Region pointing data
□ □ □
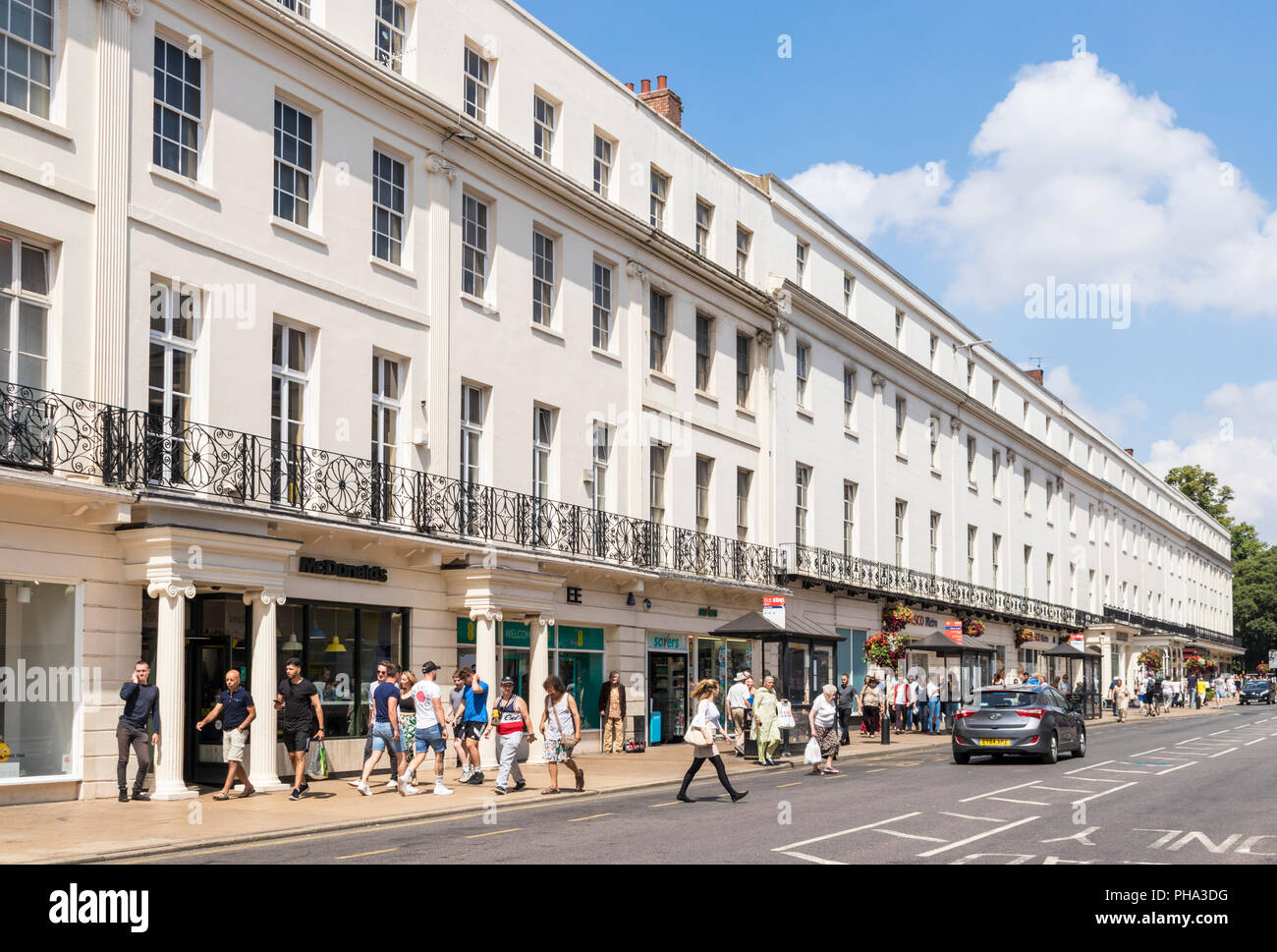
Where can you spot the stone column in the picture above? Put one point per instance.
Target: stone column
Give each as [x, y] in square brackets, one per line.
[170, 678]
[485, 667]
[111, 216]
[539, 668]
[263, 769]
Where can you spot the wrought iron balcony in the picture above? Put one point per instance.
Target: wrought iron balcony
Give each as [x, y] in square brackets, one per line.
[834, 569]
[161, 456]
[1145, 621]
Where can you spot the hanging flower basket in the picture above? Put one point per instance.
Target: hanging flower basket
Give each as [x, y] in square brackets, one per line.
[895, 617]
[885, 649]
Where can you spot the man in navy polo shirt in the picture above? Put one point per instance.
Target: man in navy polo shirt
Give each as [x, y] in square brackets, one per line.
[235, 705]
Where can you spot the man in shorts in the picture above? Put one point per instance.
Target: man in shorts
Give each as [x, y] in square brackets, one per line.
[458, 714]
[299, 700]
[475, 719]
[430, 731]
[386, 734]
[235, 706]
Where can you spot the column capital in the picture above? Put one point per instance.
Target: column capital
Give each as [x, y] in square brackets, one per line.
[133, 7]
[266, 595]
[170, 588]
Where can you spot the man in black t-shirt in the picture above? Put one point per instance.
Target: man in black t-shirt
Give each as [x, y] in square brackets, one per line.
[299, 700]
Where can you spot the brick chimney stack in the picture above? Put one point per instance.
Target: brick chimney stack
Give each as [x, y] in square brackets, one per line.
[663, 100]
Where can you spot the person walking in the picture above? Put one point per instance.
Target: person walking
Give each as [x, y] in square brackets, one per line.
[706, 723]
[766, 731]
[458, 718]
[933, 705]
[737, 705]
[871, 701]
[475, 694]
[846, 709]
[140, 703]
[1122, 700]
[822, 721]
[382, 668]
[386, 730]
[235, 708]
[432, 729]
[299, 700]
[612, 714]
[511, 719]
[408, 721]
[561, 727]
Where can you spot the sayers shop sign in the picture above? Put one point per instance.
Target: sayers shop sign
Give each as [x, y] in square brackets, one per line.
[343, 570]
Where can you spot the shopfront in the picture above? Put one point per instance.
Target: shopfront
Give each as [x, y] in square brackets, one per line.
[41, 683]
[667, 687]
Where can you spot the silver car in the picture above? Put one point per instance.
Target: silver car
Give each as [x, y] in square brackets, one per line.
[1022, 719]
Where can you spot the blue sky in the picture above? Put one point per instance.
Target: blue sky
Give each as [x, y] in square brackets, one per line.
[1093, 169]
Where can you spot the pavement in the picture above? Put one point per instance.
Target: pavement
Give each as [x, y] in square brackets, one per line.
[100, 831]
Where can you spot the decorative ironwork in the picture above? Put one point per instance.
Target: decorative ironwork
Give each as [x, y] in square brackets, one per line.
[847, 572]
[165, 456]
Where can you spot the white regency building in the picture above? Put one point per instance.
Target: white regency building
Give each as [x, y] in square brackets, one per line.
[618, 392]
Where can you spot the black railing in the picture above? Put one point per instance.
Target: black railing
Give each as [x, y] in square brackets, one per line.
[1145, 621]
[848, 572]
[160, 455]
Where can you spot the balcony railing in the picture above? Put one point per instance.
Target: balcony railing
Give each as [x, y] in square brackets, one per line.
[160, 455]
[848, 572]
[1145, 621]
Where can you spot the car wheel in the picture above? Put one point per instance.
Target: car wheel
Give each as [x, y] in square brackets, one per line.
[1052, 755]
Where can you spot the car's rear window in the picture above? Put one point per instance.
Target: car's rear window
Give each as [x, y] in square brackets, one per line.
[1007, 700]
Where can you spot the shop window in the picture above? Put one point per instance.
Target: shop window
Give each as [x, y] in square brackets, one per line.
[37, 716]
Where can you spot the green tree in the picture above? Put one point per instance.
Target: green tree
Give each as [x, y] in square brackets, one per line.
[1203, 487]
[1254, 603]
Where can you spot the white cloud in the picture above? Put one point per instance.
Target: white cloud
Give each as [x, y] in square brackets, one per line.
[1111, 420]
[1235, 437]
[1080, 178]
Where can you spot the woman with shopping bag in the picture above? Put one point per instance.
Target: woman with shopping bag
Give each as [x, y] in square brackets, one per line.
[766, 721]
[701, 735]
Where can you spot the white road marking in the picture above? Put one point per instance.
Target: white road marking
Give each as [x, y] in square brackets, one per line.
[969, 816]
[1027, 803]
[844, 832]
[1103, 793]
[911, 836]
[812, 859]
[1004, 790]
[978, 836]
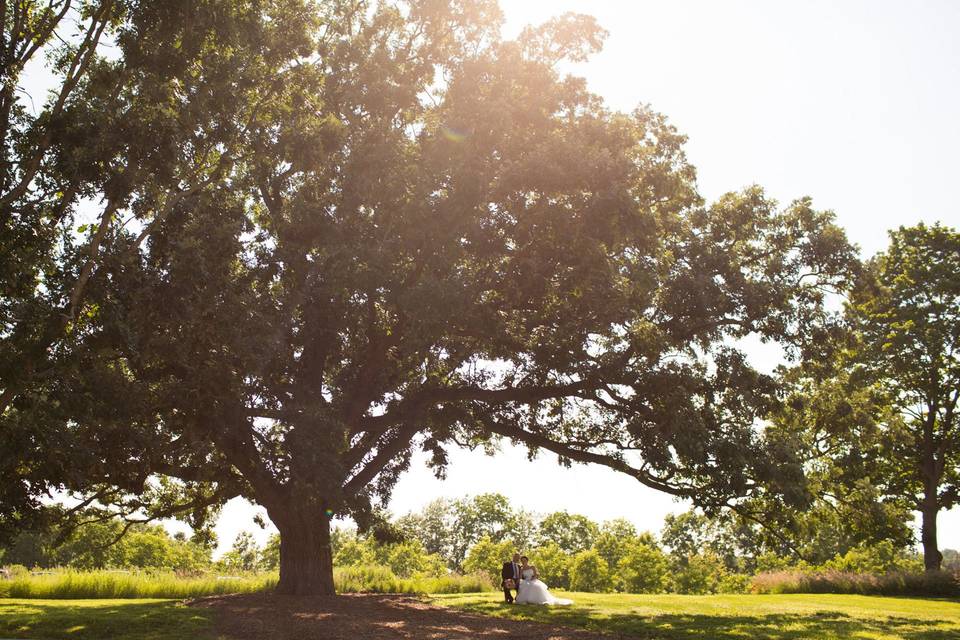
□ □ □
Assigned task ::
What belongs in the answer is each line above, reproduced exactly, and no picture.

The completed task ::
Where can you spot the stone column in the picture above? Put one point per instance.
Target: stone column
Give each as [x, y] in square brackets, one per line.
[170, 678]
[485, 667]
[111, 216]
[539, 668]
[263, 769]
Where can you spot the wrought iron balcony in the picture above? Put one point per instance.
Target: wrought iron balcony
Give each as [x, y] in square brackets, one per line.
[834, 569]
[161, 456]
[1145, 621]
Where can you spot the hanging flower basket in the picture above? Put one point per instance.
Target: hanging flower basket
Give each as [x, y] in square brackets, one per line.
[895, 617]
[885, 649]
Where can you spot the man in navy polo shirt in the picture above? Put one point per instance.
Target: man in navy polo shirt
Give each as [x, y] in square brackets, one per line.
[235, 705]
Where can you spot the man in shorts in the picture above? Put one point per instance.
Target: man in shorts
Give each as [x, y] in square brackets, one per line.
[458, 714]
[299, 700]
[475, 719]
[430, 731]
[386, 734]
[235, 706]
Where can you spot the column capital in the picture above? Put one point per instance.
Target: column capital
Give each as [x, y] in square brackets, one per line.
[133, 7]
[266, 595]
[170, 588]
Where can you spot the man in black t-shirt in the picture above? Put one point per instance.
Target: man in black t-shirt
Give each as [x, y] in square brackets, one per line.
[299, 700]
Where can you spot the brick chimney stack in the picture above? Put one point per instance.
Target: brick chimney stack
Give each as [x, y] in square brackets, one per line.
[663, 100]
Where can you spot the person walking in the picture above? Put one point per instance.
Target: person walking
Give each as [x, y] in square brackets, one per line.
[706, 723]
[766, 731]
[458, 718]
[933, 705]
[737, 705]
[871, 701]
[475, 694]
[846, 709]
[140, 703]
[1122, 700]
[822, 721]
[382, 668]
[386, 730]
[235, 708]
[432, 729]
[299, 700]
[612, 714]
[511, 719]
[408, 721]
[561, 727]
Where can you spot the sayers shop sign in the picture above? Put one point per instance.
Target: sayers shop sign
Give each as [x, y] in square brackets, one per line.
[343, 570]
Where can you spot the shopfront in the picture above? Put one point per instance.
Target: shopfront
Give each as [x, y] in square brackets, one per line.
[41, 683]
[667, 687]
Where can you spot the silver car in the picture above? Put one point per instance.
Target: silver car
Give each as [x, y] in square brackets, one per line.
[1022, 719]
Where can you spot the blue sky in the picture above? Put one point per instance.
Target: blue sky
Give each as [x, y] in square brackets, one per line.
[1093, 169]
Where can you spot the pavement in the picture above? Put one point per instance.
Target: pavement
Give each as [x, y] in square brackets, one per line.
[100, 831]
Where can you spot the decorative ironwork in the picture above? Put one point per instance.
Target: decorative ironwork
Give each as [x, y] in square brackets, one per line.
[847, 572]
[165, 456]
Where can you spot the white regency building in the picture above? Put one point per instance.
Target: white regency building
Give each as [x, y] in square brackets, one per line.
[618, 392]
Where can you spot the black railing in the picture above? Put one point per instance.
Target: black railing
Give each as [x, y] in square brackets, one per line.
[1145, 621]
[848, 572]
[160, 455]
Where can you spot the balcony railing in the picture above? Put one point per instance.
Target: balcony railing
Give each as [x, y] in square brackets, one per line.
[160, 455]
[848, 572]
[1145, 621]
Where can you spot the car wheel in the picture above? Put one point per instance.
Target: car wheel
Give each as [x, y] in square brackets, one per line.
[1052, 755]
Where can you spot the car's rear window in the picture above? Put one point per instance.
Target: car's rear window
Give each as [x, y] in square brackets, one per line.
[1007, 700]
Where can you spot the shop window in the picture above? Put one point per instance.
Target: shop window
Give each as [x, y] in square brackets, one per line.
[37, 716]
Where can you spot the green tree in the picture above? Put one point per instance.
Target: green tree
Give each as [x, y] in square brackets, one per line.
[1203, 487]
[1254, 603]
Where can you spot the white cloud in the picture above? Put one point per instance.
Target: white cloud
Give each as [x, y] in square brackets, one per line.
[1111, 420]
[1235, 437]
[1080, 178]
Where can you spot the woman with shopping bag in the picture above? Put one point per instance.
Target: woman with shopping bag
Give each as [x, y] in square brackets, one per line.
[766, 721]
[701, 735]
Where can you spot the white road marking in the picture above? Put one point per instance.
Target: white road marking
Give each as [x, y] in square brackets, one per line.
[969, 816]
[1027, 803]
[844, 832]
[1103, 793]
[911, 836]
[812, 859]
[1004, 790]
[978, 836]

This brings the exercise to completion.